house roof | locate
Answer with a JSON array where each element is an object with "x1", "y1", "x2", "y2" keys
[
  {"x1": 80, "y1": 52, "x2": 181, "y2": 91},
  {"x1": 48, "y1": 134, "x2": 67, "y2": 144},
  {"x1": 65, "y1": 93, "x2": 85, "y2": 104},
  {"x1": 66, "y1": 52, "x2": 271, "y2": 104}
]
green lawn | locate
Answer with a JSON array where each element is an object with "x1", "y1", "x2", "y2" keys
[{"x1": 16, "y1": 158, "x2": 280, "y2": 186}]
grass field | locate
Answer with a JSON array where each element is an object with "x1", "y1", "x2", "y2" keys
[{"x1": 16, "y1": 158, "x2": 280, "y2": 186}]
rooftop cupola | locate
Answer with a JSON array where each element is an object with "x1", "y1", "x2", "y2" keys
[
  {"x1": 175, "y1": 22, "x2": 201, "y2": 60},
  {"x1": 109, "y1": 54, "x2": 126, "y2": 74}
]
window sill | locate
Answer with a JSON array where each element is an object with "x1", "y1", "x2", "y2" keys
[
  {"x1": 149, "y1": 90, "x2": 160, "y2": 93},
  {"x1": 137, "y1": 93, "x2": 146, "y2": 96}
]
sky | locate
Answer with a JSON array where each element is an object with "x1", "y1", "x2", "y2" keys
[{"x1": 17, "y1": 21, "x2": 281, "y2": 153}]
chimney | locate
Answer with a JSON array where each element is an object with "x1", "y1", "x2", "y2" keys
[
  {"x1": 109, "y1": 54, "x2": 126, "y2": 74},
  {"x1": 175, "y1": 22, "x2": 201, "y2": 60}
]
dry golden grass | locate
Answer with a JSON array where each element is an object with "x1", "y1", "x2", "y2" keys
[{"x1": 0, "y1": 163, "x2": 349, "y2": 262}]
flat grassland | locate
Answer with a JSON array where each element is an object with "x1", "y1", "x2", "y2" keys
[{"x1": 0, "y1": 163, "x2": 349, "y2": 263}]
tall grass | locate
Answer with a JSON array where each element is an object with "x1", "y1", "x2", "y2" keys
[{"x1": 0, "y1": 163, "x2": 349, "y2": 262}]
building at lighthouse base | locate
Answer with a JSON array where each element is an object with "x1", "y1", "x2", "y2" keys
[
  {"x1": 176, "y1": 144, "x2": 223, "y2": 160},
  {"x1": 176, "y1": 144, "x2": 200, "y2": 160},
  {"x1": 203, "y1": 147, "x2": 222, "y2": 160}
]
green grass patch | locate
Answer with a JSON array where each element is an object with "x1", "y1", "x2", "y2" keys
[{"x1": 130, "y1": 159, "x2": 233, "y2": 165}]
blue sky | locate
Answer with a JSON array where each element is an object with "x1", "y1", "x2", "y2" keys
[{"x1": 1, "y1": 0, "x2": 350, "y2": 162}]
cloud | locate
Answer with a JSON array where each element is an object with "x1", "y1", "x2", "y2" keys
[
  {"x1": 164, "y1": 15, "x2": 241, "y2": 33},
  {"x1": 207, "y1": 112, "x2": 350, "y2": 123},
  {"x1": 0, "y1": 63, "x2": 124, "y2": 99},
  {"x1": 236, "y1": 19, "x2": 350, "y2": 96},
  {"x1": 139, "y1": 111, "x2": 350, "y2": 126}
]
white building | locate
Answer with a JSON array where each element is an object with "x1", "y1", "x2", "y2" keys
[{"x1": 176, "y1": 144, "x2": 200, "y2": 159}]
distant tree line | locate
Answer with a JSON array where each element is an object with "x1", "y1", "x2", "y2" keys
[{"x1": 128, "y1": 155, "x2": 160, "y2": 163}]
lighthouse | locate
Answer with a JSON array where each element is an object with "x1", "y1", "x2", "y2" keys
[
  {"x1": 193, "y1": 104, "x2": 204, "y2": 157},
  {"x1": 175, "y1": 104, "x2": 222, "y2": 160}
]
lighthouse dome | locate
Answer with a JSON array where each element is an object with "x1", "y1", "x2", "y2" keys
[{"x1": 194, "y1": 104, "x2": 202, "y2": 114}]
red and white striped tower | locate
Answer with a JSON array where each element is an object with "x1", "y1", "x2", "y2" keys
-*-
● Try it: Output the listing once more. Leave each word as it stands.

● Result for this task:
house roof | locate
Answer with a JSON array where each element is an object with "x1", "y1", "x2", "y2" keys
[
  {"x1": 80, "y1": 52, "x2": 181, "y2": 91},
  {"x1": 48, "y1": 134, "x2": 67, "y2": 144},
  {"x1": 65, "y1": 93, "x2": 85, "y2": 104},
  {"x1": 66, "y1": 52, "x2": 271, "y2": 104}
]
green lawn | locate
Answer with a JSON array where each element is an object with "x1", "y1", "x2", "y2" keys
[{"x1": 16, "y1": 158, "x2": 280, "y2": 186}]
grass field | locate
Answer with a JSON array where each element is an object with "x1", "y1", "x2", "y2" keys
[{"x1": 16, "y1": 158, "x2": 280, "y2": 186}]
rooftop cupola | locate
Answer with a JSON array where each element is an object with "x1", "y1", "x2", "y2" keys
[
  {"x1": 175, "y1": 22, "x2": 201, "y2": 60},
  {"x1": 109, "y1": 54, "x2": 126, "y2": 74}
]
window sill | locate
Answer with a JSON array where each element is an object with "x1", "y1", "x2", "y2" keys
[
  {"x1": 149, "y1": 90, "x2": 160, "y2": 93},
  {"x1": 137, "y1": 93, "x2": 146, "y2": 96}
]
sky | locate
Answer with a JSON array where each element is an object with "x1", "y1", "x2", "y2" keys
[{"x1": 17, "y1": 21, "x2": 281, "y2": 153}]
chimney | locate
Answer with a JSON array where each element is an object with "x1", "y1", "x2", "y2" keys
[
  {"x1": 109, "y1": 54, "x2": 126, "y2": 74},
  {"x1": 175, "y1": 22, "x2": 201, "y2": 60}
]
dry golden grass | locate
Answer with a JSON array where each element is an object with "x1", "y1", "x2", "y2" keys
[{"x1": 0, "y1": 163, "x2": 349, "y2": 262}]
flat grassland | locate
Answer with a JSON array where each element is an object with "x1", "y1", "x2", "y2" keys
[{"x1": 0, "y1": 163, "x2": 349, "y2": 263}]
tall grass | locate
Answer with a JSON array where each element is an object with "x1", "y1", "x2", "y2" keys
[{"x1": 0, "y1": 163, "x2": 349, "y2": 262}]
building at lighthouse base | locate
Answer with a JSON array where each element is an object with "x1", "y1", "x2", "y2" keys
[
  {"x1": 176, "y1": 144, "x2": 223, "y2": 160},
  {"x1": 176, "y1": 144, "x2": 200, "y2": 160},
  {"x1": 203, "y1": 147, "x2": 222, "y2": 160}
]
green grass patch | locate
Answer with a JSON array where each element is an object with "x1", "y1", "x2", "y2" keys
[{"x1": 130, "y1": 159, "x2": 233, "y2": 165}]
blue sky | locate
Answer with a JSON array where each element is an object with "x1", "y1", "x2", "y2" keys
[{"x1": 1, "y1": 0, "x2": 350, "y2": 162}]
cloud | locate
Answer with a JSON array where each element is an object with "x1", "y1", "x2", "y2" keys
[
  {"x1": 164, "y1": 15, "x2": 241, "y2": 33},
  {"x1": 207, "y1": 112, "x2": 350, "y2": 123},
  {"x1": 0, "y1": 63, "x2": 124, "y2": 99},
  {"x1": 236, "y1": 19, "x2": 350, "y2": 96},
  {"x1": 139, "y1": 111, "x2": 350, "y2": 126}
]
white building | locate
Answer with a JSON array where each element is an object with "x1", "y1", "x2", "y2" keys
[{"x1": 176, "y1": 144, "x2": 200, "y2": 159}]
distant tree line | locate
Answer with a JSON array where each element is an object with "x1", "y1", "x2", "y2" keys
[{"x1": 128, "y1": 155, "x2": 160, "y2": 163}]
lighthouse | locate
Answer with a JSON array where each element is an object with "x1", "y1", "x2", "y2" keys
[
  {"x1": 193, "y1": 104, "x2": 204, "y2": 157},
  {"x1": 175, "y1": 104, "x2": 222, "y2": 160}
]
lighthouse dome | locate
Answer with a JSON array where each element is an object with "x1", "y1", "x2", "y2" keys
[{"x1": 194, "y1": 104, "x2": 202, "y2": 114}]
red and white striped tower | locate
Answer with a JSON array where each element is an object with "x1", "y1", "x2", "y2" keys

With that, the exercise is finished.